▸ TASK DIRECTIONS
In the post recapping six months on MRP, reproduce word for word the stretch starting at "Married, 45, wife" and ending at "Dread Level: 4ish.".
[BEGIN PASSAGE GIVEN]
TL;DR – A recap of my first six months on MRP and a fuller description of the events that led me here. I describe my path up to this point, which is DL 4 or 5. I finish by describing my plan as I see it now and asking for feedback. My plan at this point is to focus on improving leadership skills and seduction/game. I have a six month goal of being able to pull plates if I want.
I’m posting this as a sort of extended OYS post. It doesn’t appear in the typical OYS thread because I’m in the middle of a six-month ban from MRP. Anyhow, this is part journal entry and part roadmap for whatever my path ends up being.
I conceive of my Red-Pill journey as having three main parts broken by two major events. The first event occurred in Spring 2017 when I discovered the level of deception that my wife was capable of. I’ll explain below. The period prior to this was my Pre-Blue Phase. I wasn’t really RP or BP at that point, I just was. After Spring 2017 was my BP phase with an extra helping of Dead Bedroom. The second major event was finding TRP and then MRP in July/August of 2018. That began my RP journey and brings me to this point.
Married, 45, wife 46, three kids, 5’8”, 160 lbs, 12 % BF. DL 350, BS 280, BP 175, OHP 150. I don’t test my maxes often, a few of these are six months out of date. I’ve been doing Crossfit 4x / week for a little over a year. Just completed Whole 30 diet, lost 7 lbs, and still adhere to much of it. Dread Level: 4ish.
Readings: NMMNG (x2); MMSLP, MAP, How to Save a Low Sex Marriage, WISNIFG, Seven Habits of Highly Effective People, Models, Attraction is Not an Option, Book of Pook (parts of it), a lot of sidebar, tried WOTSM a few times but I don’t think I’m ready.
PRE-BLUE PHASE (Prior to Spring 2017)
I was a Nice Guy. I played with the kids, had a good career, respected my wife. I ran and biked a lot. Skied and climbed a little. I never got out of shape, but I never thought much about my attractiveness or my masculinity. I drank A LOT. I smoked A LOT of pot. I played video games in the evening, looked at porn, got into stupid political arguments on social media. My career trajectory was fine, but not stellar. I gave my wife a pass on everything because I figured she was the one taking care of the kids and she reminded me several times a day just how miserable she was. In the spirit of owning my shit, there’s a line from Book of Pook that I think summed up my existence pretty well (paraphrasing): “The first young man is facing TOWARDS infancy. [He] wishes to climb back into the womb. [He] wishes a cushioned place in the world. [He] is ordinary, merely a filler of a void.” That was me – it still is in some ways.
I let my friends go; I let my hobbies go; I worked a lot, but not effectively. I couldn’t have told you what I wanted – other than for the weekend to arrive so I could smoke a big bowl and go on a ten mile trail run. Womblike, cushioned places were what I sought.
My wife generally ran our social life. I didn’t really like her choice in friends, but didn’t think I had much say in the matter. It seemed to revolve around who the kids were friends with.
[END PASSAGE GIVEN]
[BEGIN ENTRIES SHOWN]
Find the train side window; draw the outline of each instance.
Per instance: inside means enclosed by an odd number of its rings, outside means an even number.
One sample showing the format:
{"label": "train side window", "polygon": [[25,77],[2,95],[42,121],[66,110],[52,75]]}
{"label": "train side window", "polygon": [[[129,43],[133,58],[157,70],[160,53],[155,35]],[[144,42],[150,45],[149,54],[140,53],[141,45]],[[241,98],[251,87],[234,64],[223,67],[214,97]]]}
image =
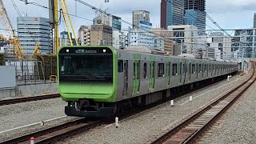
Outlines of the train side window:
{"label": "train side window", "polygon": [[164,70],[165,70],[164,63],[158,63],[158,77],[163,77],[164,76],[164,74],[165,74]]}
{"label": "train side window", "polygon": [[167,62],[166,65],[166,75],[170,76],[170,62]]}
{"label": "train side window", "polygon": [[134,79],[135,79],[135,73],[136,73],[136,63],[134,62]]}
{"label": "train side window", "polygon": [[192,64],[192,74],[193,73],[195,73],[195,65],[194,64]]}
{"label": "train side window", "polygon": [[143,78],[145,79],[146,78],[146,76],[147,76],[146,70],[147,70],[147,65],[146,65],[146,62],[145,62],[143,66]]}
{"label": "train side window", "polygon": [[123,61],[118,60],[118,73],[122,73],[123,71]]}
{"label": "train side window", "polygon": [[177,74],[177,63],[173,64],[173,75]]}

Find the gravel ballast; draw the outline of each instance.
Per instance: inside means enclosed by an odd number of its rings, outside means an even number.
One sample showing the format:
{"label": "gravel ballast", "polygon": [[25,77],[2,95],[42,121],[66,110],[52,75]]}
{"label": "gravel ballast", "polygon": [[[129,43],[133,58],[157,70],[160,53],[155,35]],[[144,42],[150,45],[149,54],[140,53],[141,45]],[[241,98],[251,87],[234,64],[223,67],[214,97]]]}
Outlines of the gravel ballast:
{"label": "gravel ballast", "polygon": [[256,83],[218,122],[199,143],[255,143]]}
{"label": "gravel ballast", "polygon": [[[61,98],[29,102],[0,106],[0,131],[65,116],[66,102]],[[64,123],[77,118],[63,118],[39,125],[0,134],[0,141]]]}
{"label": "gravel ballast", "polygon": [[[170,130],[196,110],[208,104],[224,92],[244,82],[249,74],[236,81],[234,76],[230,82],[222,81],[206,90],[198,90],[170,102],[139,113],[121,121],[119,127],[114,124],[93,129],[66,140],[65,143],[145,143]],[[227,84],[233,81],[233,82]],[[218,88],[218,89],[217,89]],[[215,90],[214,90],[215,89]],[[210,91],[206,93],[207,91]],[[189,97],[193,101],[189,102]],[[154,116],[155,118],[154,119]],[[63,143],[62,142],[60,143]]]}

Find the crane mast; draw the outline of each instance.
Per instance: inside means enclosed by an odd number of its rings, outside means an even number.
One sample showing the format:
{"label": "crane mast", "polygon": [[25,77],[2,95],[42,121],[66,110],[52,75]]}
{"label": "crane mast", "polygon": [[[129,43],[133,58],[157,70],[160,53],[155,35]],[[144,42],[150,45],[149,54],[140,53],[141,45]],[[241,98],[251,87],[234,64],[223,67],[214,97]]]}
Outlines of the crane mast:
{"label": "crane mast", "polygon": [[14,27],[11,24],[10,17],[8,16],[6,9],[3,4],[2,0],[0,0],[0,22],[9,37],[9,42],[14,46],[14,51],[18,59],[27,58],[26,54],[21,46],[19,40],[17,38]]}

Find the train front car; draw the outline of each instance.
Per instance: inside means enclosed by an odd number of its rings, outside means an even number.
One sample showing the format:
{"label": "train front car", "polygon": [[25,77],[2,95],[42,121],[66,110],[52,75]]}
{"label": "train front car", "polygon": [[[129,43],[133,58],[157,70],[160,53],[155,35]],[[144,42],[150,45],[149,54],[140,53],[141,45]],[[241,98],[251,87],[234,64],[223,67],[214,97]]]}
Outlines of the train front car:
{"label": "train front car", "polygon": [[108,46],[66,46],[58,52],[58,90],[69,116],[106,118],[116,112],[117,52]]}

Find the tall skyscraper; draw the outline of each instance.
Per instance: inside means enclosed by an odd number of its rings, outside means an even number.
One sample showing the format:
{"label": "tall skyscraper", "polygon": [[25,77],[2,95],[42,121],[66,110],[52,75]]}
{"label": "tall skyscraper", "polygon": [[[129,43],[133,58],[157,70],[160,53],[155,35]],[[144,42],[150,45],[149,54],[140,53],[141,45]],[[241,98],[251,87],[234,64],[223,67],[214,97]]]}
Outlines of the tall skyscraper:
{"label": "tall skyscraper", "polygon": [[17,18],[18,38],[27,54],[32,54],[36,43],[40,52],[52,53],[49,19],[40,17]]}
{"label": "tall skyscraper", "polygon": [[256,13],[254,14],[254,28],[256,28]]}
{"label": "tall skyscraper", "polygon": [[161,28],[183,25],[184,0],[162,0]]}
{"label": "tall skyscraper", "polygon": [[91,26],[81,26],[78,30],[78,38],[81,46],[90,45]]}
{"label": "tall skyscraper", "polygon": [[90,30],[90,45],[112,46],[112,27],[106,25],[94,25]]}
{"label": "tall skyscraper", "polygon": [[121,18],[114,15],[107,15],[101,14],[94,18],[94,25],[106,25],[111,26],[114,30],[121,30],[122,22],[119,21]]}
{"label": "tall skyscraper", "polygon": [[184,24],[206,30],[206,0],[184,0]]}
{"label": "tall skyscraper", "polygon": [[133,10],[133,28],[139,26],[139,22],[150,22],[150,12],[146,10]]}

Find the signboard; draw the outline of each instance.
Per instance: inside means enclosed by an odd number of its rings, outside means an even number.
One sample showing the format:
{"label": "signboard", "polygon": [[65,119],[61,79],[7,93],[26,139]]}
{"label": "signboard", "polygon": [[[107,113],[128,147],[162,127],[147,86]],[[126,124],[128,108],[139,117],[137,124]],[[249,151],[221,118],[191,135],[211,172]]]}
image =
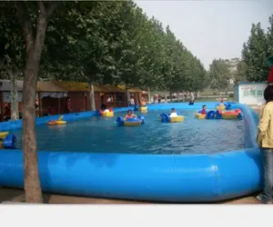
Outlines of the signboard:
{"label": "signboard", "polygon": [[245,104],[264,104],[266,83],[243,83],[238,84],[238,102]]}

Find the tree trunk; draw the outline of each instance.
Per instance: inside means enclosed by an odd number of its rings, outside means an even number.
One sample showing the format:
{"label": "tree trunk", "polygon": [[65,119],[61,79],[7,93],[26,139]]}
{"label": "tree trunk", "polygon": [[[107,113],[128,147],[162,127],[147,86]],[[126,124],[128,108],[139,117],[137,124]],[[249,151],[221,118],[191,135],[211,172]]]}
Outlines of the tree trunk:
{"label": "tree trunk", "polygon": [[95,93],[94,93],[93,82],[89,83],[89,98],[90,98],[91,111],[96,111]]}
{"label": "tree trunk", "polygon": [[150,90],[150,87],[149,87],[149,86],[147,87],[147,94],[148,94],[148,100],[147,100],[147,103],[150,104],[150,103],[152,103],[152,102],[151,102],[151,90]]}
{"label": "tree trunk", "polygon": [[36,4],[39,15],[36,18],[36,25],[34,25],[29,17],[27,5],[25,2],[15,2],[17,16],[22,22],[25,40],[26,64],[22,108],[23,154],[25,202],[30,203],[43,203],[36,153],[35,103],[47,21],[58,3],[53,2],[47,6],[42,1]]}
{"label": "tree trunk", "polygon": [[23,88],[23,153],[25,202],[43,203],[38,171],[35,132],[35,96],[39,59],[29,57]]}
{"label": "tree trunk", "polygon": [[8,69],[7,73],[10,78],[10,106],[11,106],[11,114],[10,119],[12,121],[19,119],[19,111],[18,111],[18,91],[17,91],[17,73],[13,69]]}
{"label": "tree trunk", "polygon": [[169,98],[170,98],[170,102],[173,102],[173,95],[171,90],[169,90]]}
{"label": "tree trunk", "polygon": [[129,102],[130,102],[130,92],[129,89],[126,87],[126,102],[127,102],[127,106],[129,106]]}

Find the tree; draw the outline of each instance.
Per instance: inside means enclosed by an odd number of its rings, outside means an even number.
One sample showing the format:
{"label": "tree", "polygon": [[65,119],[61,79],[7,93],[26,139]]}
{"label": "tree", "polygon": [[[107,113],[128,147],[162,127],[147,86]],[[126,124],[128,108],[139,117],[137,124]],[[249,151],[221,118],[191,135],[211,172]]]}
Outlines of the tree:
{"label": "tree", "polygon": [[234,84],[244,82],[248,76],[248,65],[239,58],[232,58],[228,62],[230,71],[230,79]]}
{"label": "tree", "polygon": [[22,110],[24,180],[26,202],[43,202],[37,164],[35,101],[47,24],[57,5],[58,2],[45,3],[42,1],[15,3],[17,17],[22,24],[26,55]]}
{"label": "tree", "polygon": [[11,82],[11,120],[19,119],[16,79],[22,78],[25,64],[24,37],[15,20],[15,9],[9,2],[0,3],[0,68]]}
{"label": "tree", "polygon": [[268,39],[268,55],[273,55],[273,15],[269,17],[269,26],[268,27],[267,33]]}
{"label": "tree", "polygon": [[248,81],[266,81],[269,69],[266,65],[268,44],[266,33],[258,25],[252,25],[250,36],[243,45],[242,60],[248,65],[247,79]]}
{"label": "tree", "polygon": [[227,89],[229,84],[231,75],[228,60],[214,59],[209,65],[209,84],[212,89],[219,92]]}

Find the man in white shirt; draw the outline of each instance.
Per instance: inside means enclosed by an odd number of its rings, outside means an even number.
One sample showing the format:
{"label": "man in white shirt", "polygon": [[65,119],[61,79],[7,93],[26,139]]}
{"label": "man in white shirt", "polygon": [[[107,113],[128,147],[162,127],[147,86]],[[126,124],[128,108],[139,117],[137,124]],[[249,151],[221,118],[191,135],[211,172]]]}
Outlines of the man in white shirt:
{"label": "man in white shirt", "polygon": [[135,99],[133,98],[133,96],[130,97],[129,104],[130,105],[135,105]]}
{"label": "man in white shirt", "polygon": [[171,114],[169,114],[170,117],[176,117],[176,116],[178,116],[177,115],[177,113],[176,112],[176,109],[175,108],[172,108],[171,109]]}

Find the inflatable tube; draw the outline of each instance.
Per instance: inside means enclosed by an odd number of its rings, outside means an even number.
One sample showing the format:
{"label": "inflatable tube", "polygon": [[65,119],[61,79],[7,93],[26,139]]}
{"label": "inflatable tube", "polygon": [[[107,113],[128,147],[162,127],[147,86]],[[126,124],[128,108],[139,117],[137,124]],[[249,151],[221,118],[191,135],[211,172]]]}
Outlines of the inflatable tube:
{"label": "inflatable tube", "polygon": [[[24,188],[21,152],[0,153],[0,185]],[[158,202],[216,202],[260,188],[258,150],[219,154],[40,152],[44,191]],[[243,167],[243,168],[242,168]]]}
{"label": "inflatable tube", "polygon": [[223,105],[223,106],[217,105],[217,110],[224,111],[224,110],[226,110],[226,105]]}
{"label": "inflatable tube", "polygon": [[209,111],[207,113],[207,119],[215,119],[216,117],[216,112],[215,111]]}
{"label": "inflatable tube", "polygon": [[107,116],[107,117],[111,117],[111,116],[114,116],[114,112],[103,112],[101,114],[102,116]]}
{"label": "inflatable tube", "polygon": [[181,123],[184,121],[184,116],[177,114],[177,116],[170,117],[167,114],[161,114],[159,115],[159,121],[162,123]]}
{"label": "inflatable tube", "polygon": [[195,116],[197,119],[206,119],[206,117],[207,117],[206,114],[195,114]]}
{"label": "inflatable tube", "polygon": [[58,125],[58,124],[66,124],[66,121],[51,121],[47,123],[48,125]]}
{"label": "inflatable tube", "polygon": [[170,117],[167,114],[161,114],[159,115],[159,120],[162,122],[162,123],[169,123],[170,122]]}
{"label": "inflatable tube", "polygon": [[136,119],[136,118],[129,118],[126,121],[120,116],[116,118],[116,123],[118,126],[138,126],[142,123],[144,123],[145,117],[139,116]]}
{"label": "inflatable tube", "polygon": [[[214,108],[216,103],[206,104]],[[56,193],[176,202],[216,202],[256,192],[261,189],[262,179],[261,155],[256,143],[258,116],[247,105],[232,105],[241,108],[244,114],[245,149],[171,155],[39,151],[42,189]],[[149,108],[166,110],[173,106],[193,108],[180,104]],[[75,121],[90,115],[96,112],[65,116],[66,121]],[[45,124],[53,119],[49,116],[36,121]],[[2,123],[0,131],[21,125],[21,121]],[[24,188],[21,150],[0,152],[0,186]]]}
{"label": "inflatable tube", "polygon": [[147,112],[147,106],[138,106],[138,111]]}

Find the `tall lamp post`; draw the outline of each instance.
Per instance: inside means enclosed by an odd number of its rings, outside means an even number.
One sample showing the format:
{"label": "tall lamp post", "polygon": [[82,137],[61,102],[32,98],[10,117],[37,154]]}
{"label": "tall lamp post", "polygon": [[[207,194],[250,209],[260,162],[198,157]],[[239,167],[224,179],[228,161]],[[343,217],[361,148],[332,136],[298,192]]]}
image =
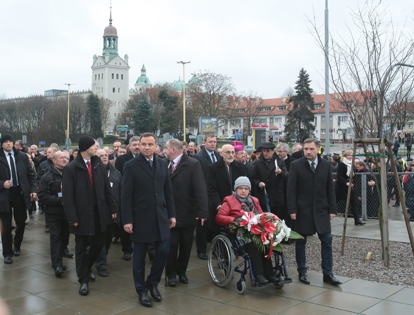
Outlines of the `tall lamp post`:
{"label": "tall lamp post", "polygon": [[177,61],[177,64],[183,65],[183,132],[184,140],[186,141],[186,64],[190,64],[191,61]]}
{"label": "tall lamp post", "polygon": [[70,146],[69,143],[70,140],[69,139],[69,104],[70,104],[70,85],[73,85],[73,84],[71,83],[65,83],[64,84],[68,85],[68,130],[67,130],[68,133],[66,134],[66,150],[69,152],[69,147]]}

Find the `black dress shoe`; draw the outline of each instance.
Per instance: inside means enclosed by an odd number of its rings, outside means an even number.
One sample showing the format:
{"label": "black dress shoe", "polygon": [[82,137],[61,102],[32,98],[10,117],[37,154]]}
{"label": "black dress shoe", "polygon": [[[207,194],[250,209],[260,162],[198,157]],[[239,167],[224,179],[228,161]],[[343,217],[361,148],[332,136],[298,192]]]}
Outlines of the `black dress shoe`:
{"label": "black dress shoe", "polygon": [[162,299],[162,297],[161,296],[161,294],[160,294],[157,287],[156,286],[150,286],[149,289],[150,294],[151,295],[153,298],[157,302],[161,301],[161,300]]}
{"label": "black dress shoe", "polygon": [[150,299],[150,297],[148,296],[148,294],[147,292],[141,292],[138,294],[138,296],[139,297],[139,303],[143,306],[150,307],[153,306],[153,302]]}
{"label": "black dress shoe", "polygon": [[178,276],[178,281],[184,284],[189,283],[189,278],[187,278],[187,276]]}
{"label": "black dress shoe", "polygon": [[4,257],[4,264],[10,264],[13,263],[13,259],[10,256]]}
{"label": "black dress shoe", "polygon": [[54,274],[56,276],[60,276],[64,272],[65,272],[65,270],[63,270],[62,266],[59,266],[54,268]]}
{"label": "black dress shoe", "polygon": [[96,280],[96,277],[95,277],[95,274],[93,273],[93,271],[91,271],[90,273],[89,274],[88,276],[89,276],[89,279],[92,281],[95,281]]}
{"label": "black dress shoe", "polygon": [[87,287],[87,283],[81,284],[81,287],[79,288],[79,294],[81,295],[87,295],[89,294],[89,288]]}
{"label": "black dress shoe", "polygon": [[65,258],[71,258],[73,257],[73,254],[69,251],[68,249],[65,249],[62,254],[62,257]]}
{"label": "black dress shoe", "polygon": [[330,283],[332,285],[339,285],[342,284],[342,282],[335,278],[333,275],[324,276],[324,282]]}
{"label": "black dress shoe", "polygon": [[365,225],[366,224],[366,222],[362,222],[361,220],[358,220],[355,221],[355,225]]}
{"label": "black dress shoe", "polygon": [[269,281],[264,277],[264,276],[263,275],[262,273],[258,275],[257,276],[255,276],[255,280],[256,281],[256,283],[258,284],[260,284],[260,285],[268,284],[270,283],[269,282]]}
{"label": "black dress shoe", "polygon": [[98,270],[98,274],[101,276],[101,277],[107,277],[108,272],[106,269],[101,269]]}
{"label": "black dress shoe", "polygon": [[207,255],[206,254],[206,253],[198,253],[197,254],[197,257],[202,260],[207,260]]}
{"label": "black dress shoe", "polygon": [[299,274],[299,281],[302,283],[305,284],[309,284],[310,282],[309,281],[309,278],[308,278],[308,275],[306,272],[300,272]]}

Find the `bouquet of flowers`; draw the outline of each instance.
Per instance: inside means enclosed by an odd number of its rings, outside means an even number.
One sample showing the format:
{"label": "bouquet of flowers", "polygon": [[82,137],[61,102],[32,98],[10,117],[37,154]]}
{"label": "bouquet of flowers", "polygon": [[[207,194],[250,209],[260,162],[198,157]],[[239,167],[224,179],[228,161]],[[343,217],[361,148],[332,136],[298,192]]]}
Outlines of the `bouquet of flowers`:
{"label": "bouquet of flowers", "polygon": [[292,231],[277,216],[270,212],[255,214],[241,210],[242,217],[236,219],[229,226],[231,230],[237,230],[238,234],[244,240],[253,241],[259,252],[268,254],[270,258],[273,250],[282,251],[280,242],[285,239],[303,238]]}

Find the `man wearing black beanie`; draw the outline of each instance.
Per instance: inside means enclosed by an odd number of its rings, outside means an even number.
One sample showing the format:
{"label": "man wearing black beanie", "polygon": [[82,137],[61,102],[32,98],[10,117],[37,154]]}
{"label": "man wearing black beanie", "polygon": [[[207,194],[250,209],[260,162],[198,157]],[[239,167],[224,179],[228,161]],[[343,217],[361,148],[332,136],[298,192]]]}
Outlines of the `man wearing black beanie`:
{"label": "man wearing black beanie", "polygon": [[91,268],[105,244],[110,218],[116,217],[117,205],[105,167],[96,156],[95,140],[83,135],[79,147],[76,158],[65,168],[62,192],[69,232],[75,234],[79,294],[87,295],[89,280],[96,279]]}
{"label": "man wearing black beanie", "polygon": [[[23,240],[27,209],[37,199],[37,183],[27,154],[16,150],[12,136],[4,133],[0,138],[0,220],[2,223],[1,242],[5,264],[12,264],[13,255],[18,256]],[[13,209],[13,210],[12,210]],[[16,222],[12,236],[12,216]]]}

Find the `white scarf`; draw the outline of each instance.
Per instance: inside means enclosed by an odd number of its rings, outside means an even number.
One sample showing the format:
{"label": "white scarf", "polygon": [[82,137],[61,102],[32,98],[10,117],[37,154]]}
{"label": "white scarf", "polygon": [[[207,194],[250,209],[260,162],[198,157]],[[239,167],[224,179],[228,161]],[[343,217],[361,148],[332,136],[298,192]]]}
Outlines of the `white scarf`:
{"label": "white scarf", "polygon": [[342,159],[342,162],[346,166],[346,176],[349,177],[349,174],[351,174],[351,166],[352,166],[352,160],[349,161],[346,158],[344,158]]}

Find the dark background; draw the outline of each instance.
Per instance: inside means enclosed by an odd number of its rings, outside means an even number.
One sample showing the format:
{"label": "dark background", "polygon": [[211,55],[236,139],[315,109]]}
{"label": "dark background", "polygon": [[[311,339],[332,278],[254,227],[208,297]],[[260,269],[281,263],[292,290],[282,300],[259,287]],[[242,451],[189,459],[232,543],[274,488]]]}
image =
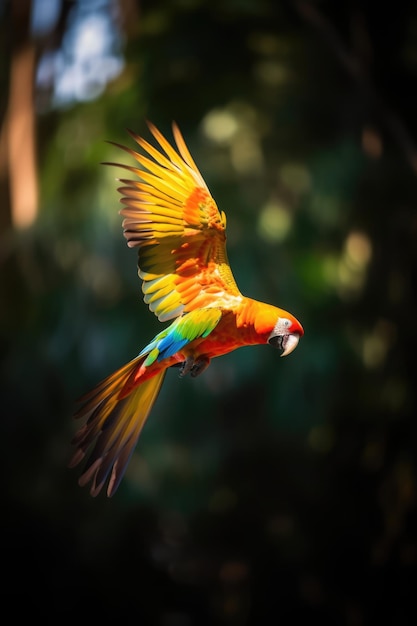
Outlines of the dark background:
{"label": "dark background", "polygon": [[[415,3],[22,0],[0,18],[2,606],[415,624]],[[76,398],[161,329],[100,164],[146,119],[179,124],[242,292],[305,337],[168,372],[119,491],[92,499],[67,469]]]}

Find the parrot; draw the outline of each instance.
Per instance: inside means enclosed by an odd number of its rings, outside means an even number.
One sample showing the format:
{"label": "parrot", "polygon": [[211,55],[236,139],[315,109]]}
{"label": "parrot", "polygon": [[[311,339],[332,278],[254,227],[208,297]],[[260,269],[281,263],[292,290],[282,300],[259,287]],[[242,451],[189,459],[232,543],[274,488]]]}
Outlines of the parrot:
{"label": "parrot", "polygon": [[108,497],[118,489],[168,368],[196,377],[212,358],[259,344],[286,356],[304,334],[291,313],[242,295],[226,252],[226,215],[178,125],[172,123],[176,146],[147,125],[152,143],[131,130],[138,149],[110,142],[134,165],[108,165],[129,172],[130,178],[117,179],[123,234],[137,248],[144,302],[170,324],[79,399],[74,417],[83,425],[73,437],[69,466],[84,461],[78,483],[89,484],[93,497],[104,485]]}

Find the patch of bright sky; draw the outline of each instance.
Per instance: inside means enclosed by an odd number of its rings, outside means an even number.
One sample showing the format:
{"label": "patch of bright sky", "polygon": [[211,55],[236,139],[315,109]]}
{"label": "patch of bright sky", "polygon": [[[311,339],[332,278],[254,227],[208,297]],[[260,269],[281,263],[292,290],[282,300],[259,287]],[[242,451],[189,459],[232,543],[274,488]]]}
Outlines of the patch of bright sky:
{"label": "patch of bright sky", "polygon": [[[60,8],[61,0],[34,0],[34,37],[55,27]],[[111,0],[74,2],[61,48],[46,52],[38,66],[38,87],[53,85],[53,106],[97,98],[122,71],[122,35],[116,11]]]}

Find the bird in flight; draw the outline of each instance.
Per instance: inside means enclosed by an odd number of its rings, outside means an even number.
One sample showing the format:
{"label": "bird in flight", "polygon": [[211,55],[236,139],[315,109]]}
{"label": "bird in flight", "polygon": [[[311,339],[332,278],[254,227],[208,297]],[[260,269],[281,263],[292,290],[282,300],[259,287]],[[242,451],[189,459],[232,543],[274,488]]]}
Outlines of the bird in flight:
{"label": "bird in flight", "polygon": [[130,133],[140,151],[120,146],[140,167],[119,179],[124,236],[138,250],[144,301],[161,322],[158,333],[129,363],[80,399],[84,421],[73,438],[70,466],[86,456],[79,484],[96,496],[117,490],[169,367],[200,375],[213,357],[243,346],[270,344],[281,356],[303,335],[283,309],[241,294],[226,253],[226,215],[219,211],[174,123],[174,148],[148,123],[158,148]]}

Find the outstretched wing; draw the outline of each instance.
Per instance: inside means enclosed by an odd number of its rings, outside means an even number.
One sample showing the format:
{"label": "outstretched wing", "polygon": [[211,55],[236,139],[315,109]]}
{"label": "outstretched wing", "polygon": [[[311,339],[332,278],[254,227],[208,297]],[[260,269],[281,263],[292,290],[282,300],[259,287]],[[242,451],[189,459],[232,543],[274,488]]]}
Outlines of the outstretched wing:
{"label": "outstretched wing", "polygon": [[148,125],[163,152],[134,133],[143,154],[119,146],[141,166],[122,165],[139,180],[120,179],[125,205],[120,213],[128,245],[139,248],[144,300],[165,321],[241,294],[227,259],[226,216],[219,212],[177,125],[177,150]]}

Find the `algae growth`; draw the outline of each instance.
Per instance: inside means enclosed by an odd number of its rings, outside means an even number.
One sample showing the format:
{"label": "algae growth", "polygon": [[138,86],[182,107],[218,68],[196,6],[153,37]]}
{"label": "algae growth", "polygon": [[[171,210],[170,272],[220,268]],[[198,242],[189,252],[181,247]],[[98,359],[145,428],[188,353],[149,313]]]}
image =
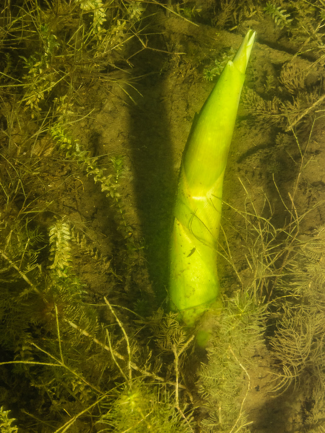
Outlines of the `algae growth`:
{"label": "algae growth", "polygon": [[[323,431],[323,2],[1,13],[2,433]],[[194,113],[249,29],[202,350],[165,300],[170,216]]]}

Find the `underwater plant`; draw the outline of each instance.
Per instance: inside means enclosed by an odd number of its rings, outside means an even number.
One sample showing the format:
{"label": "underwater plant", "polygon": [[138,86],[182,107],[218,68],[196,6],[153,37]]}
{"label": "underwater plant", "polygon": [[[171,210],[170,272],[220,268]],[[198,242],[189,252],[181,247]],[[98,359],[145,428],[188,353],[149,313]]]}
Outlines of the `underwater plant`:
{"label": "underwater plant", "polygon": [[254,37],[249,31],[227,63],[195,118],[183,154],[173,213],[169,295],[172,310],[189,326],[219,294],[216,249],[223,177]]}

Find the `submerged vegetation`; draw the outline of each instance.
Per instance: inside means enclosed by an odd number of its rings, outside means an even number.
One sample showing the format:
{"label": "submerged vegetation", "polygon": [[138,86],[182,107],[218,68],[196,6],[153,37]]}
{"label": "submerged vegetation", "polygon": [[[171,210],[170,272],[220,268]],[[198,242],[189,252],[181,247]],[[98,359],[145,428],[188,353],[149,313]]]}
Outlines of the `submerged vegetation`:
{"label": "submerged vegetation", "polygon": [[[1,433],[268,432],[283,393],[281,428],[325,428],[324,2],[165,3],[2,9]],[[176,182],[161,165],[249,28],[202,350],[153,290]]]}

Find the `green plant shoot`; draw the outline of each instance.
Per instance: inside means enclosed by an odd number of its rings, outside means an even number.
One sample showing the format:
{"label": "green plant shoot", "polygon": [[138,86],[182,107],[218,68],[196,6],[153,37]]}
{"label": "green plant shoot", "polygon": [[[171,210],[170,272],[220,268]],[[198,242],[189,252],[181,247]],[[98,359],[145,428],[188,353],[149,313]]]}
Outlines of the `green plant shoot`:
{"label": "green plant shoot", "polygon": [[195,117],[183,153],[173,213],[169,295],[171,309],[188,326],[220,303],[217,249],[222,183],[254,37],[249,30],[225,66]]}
[END ENTRIES SHOWN]
▸ CORRECT ANSWER
Married, 45, wife 46, three kids, 5’8”, 160 lbs, 12 % BF. DL 350, BS 280, BP 175, OHP 150. I don’t test my maxes often, a few of these are six months out of date. I’ve been doing Crossfit 4x / week for a little over a year. Just completed Whole 30 diet, lost 7 lbs, and still adhere to much of it. Dread Level: 4ish.